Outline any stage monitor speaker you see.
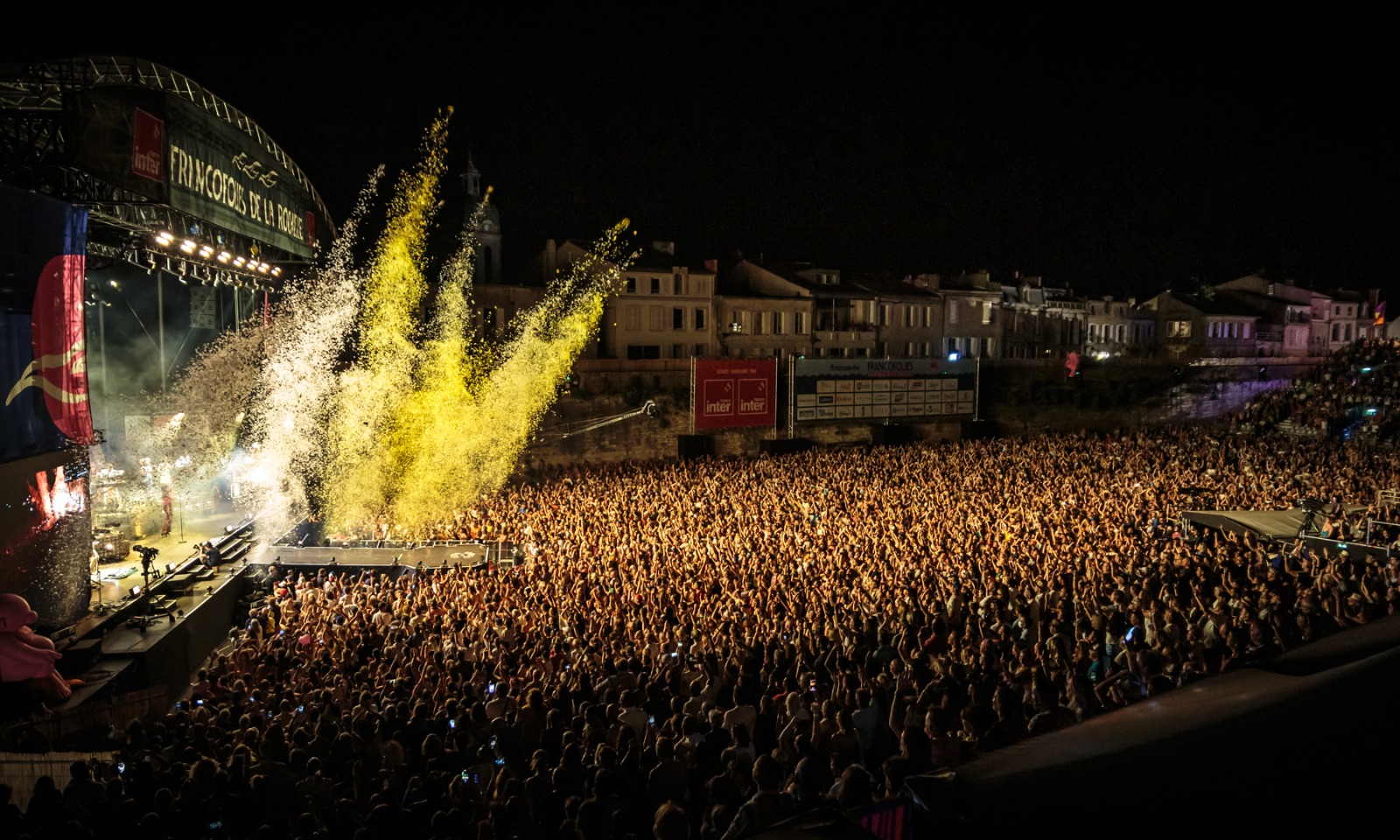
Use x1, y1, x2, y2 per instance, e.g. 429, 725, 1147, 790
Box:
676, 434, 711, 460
++++++++++++++++++++
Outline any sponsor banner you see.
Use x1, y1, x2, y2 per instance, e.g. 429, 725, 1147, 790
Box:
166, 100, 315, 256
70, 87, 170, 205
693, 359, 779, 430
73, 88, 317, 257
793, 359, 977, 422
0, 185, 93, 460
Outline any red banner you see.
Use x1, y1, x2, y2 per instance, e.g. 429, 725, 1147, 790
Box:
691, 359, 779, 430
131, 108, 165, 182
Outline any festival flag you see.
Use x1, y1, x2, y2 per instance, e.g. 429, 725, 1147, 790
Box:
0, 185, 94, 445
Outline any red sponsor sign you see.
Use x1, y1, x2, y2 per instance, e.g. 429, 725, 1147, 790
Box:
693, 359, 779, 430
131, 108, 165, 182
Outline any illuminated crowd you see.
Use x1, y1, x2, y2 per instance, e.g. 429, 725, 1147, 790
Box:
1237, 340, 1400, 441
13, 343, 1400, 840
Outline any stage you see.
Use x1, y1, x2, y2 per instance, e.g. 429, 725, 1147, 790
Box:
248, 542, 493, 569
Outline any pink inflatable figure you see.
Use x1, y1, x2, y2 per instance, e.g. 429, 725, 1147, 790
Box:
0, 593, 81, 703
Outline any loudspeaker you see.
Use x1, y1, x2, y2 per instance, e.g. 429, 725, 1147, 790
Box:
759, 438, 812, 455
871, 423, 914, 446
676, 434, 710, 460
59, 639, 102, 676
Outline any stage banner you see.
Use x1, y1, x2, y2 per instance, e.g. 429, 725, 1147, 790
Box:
++++++++++++++++++++
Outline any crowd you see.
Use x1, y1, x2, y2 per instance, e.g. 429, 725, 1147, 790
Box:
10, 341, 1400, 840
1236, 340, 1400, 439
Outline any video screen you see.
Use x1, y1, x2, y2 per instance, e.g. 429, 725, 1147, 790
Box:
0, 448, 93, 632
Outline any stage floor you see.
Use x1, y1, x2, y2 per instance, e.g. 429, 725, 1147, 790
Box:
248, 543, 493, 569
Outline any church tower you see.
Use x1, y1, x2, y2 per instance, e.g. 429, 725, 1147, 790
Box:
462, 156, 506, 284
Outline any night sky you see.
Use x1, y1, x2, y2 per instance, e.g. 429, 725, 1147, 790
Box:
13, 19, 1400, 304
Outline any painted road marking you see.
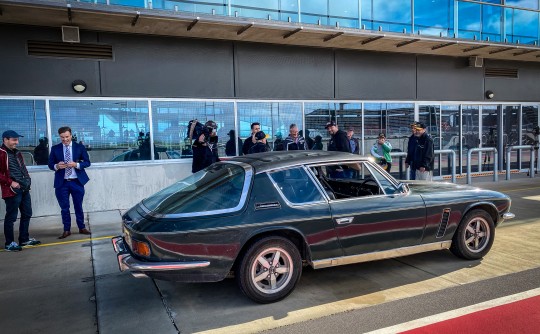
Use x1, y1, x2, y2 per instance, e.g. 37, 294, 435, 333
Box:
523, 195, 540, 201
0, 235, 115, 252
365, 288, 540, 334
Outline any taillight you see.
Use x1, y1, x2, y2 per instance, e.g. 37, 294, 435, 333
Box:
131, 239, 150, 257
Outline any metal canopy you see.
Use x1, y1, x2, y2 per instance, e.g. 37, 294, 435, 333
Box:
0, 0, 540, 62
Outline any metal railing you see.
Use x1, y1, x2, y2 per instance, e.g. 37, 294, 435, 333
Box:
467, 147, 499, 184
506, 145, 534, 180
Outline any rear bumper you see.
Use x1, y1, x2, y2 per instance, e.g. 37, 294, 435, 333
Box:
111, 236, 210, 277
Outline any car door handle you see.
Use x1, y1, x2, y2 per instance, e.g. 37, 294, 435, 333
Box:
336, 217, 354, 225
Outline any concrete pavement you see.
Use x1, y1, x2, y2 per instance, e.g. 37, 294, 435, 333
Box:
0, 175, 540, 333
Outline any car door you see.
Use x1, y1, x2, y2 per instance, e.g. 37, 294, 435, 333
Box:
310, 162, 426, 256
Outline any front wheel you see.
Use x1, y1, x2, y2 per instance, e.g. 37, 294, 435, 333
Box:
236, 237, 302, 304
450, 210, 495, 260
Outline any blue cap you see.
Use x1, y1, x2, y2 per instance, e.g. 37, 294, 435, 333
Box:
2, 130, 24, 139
++++++++++++++++++++
**EXERCISE AIM:**
Rewrite the material between the lines holding "Outline any night sky you see." and "2, 130, 24, 139", inclusive, replacing "Outline" with "Draw a box around" wherever it appears and leaving everything else unchanged. Omit the pictures from your answer.

**SOLUTION TO THE EXERCISE:**
Draw a box around any night sky you see.
Use x1, y1, x2, y2 per instance, e.g. 429, 725, 1147, 790
Box:
13, 19, 1400, 304
Draw a box around any painted road marking you see.
Use x1, y1, x2, y2 per instance, e.g. 37, 294, 435, 333
Box:
523, 195, 540, 201
0, 235, 115, 252
365, 288, 540, 334
Draw a box around any taillight you see.
Use x1, y1, x2, y2 per instance, e.g. 37, 294, 435, 333
Box:
131, 239, 150, 257
Draw a box around any metal canopy you see.
Use x1, y1, x2, y2 per instance, e.g. 37, 294, 435, 333
Box:
0, 0, 540, 62
Draw a box around any metal railing you see.
Use x1, y1, x2, y2 per instance, e.g. 37, 294, 435, 333
Box:
467, 147, 499, 184
506, 145, 534, 180
Draw a box around any rear bumper you see.
Use x1, y1, x2, y2 per instance, e.g. 37, 294, 435, 333
Box:
111, 236, 210, 277
Draw a box around any car door handle you see.
Use x1, y1, x2, y2 per instance, e.g. 37, 294, 435, 333
Box:
336, 217, 354, 225
Draw a box around any concrete pavement you see.
Use x1, y1, x2, y2 per instance, e.g. 37, 294, 435, 333
Box:
0, 175, 540, 333
Draw a box around any car door you see.
Use x1, y1, x2, y2 per instance, e.g. 37, 294, 435, 333
Box:
310, 162, 426, 256
Draw a box around any front wheel you see.
Use x1, y1, x2, y2 per instance, e.g. 37, 294, 435, 333
Box:
236, 237, 302, 304
450, 210, 495, 260
Draw a box around any blue cap you see.
Use x1, y1, x2, y2 per instance, e.g. 37, 294, 435, 333
Box:
2, 130, 24, 139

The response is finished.